What is needed:
Can you recast the lines from the one containing "task | indicate the bright" through the end of the records as a JSON list of strings, one string per line, with blank lines left out?

Available data:
########

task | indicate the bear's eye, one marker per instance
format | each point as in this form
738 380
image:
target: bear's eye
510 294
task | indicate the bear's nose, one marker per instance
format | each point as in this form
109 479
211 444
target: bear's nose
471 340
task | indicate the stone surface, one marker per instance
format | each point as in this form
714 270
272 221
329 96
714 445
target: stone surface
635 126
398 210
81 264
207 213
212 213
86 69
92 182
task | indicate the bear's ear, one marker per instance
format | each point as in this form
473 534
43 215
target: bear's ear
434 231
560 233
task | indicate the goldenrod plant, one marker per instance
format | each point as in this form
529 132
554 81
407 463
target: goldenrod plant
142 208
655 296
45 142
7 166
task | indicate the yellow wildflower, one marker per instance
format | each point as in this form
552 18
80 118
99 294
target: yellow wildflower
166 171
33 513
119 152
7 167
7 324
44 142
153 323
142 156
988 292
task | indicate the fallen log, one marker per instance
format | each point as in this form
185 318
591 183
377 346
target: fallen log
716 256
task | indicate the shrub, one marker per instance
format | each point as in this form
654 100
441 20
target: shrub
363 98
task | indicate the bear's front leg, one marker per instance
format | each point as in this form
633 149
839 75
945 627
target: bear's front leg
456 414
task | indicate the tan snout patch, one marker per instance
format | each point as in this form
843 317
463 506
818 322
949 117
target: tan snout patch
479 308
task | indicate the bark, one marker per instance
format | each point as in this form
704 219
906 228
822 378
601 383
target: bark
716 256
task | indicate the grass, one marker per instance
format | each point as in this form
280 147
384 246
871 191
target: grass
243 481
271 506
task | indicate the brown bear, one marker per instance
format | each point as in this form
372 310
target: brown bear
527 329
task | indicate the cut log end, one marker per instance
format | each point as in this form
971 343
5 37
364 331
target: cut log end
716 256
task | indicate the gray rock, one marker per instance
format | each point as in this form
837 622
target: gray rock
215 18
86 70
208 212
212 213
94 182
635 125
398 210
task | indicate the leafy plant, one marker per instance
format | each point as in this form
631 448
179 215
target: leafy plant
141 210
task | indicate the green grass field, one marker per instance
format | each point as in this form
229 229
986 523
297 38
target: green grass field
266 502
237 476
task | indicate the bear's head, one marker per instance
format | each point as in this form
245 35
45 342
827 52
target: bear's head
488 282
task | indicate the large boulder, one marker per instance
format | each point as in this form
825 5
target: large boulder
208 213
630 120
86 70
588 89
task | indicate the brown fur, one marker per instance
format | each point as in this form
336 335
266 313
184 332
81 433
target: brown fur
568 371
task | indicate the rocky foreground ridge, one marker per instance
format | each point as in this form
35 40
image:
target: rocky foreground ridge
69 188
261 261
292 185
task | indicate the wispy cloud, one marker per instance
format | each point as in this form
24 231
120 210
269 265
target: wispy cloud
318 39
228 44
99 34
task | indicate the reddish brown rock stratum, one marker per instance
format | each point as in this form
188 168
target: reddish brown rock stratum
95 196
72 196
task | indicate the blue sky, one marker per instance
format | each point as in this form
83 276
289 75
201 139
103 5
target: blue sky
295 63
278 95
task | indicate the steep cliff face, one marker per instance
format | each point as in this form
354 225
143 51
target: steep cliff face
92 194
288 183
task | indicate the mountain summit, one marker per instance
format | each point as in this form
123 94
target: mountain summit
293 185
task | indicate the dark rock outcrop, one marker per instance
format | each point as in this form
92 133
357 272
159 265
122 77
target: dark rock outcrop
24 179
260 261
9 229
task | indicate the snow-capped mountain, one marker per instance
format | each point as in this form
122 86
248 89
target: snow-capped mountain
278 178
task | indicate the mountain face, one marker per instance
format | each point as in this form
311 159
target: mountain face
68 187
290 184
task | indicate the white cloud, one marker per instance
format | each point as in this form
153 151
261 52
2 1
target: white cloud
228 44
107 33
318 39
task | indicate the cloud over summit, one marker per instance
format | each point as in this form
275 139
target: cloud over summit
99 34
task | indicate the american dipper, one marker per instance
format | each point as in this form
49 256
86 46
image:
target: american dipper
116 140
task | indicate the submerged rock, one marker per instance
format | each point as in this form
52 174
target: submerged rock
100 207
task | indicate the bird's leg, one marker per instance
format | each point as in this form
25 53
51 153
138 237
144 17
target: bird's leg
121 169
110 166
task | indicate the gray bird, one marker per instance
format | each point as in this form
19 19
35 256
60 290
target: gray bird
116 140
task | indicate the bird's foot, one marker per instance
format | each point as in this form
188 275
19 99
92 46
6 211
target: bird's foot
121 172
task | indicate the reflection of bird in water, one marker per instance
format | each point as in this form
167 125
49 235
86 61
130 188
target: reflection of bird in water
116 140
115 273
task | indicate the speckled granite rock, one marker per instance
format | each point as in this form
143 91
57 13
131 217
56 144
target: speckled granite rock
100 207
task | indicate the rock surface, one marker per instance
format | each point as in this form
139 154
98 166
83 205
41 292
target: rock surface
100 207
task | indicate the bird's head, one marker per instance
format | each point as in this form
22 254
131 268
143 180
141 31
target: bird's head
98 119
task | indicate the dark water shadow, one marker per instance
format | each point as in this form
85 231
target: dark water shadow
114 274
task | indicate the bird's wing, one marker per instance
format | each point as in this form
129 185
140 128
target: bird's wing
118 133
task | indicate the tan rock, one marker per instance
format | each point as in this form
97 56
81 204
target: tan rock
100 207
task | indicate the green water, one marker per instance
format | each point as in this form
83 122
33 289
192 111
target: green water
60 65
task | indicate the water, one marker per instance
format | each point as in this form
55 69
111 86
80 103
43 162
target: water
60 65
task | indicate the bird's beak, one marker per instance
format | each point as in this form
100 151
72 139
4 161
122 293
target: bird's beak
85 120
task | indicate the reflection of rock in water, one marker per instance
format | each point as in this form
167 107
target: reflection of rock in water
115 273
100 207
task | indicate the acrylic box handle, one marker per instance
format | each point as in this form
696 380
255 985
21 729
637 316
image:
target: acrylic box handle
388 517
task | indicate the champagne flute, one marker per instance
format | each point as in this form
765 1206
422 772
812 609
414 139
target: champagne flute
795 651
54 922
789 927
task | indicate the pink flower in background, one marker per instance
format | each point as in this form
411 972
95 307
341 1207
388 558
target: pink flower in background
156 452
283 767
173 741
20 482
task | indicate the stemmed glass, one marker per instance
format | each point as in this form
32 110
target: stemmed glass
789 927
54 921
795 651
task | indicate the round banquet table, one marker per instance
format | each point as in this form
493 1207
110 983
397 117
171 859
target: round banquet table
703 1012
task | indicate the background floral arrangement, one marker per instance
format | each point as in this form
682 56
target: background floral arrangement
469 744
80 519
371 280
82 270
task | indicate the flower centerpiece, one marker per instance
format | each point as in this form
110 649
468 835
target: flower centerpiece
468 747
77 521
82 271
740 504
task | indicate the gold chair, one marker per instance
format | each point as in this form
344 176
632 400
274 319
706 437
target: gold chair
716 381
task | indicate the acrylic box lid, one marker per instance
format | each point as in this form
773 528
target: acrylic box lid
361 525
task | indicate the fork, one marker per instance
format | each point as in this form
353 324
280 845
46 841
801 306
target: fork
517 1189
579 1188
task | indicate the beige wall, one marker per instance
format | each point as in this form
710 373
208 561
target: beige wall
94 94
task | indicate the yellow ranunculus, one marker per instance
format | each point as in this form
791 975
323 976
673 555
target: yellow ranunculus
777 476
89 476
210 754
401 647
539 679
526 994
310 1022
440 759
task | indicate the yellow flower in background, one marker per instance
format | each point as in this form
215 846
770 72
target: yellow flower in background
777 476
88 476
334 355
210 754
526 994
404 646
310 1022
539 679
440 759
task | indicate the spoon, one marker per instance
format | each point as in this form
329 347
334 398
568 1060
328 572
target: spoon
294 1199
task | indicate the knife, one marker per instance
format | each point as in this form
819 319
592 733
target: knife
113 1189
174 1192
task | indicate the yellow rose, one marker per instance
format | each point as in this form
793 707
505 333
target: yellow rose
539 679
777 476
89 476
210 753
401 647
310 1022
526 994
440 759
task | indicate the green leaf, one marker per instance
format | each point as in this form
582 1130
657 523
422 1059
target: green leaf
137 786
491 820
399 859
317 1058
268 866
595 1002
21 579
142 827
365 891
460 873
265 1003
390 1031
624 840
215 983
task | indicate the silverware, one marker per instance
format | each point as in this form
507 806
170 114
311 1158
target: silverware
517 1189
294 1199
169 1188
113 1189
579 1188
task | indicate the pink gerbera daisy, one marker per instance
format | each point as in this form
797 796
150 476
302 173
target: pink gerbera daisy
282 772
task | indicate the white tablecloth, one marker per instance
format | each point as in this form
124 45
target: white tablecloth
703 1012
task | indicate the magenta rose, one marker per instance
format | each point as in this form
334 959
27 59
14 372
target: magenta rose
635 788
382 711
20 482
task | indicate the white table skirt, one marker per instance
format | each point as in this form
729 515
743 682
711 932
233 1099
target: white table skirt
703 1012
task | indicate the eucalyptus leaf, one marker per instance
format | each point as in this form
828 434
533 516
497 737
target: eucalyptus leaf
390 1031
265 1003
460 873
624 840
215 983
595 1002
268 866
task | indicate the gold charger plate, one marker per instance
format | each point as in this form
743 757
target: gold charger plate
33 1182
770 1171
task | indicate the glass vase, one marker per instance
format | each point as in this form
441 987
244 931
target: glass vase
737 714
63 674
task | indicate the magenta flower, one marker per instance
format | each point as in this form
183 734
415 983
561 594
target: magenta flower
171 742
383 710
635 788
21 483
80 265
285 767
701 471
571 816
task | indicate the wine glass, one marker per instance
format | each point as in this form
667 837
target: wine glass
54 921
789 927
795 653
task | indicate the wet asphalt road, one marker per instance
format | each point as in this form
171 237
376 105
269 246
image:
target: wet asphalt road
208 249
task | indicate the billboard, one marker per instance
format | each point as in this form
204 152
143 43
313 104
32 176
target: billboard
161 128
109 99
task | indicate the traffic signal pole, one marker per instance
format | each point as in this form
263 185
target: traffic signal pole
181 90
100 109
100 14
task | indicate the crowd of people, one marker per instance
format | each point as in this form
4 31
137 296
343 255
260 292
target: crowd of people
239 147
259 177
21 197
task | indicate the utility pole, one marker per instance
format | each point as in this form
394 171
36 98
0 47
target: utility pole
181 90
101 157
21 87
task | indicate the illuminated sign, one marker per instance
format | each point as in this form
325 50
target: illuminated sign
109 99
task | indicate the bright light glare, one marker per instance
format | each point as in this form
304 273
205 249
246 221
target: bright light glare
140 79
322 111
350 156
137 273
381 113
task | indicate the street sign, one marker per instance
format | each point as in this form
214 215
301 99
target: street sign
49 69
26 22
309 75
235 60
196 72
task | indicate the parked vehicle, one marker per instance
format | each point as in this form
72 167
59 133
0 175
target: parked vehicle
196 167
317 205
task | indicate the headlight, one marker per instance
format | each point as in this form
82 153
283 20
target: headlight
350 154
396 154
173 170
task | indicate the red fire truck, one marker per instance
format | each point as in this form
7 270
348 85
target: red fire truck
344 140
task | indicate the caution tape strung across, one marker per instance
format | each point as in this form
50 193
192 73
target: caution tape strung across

########

The solution:
[
  "task | indicate the bright light glare, one marker per instance",
  "format | each point as in this form",
  "304 273",
  "205 249",
  "246 221",
  "target: bright light glare",
  "140 79",
  "322 111",
  "350 156",
  "137 273",
  "381 113",
  "task | indicate the street sign, one marker per instance",
  "format | each point as in this form",
  "214 215",
  "301 99",
  "target: street sign",
  "49 69",
  "26 22",
  "309 75",
  "235 60",
  "196 72",
  "task | indicate the parked vehicle, one marker per instance",
  "format | each point as in this form",
  "72 167",
  "59 133",
  "0 175",
  "target: parked vehicle",
  "196 167",
  "317 205",
  "task | indicate the headlight, one marker per instance",
  "format | each point as in this form",
  "82 153",
  "283 20",
  "target: headlight",
  "350 154",
  "396 154",
  "173 170",
  "task | indicate the red fire truck, one marker per instance",
  "format | each point as in this form",
  "7 270",
  "348 85",
  "target: red fire truck",
  "344 140",
  "task | indicate the caution tape strung across, one marker per instance",
  "format | each point as in this form",
  "50 193",
  "192 73",
  "target: caution tape strung across"
]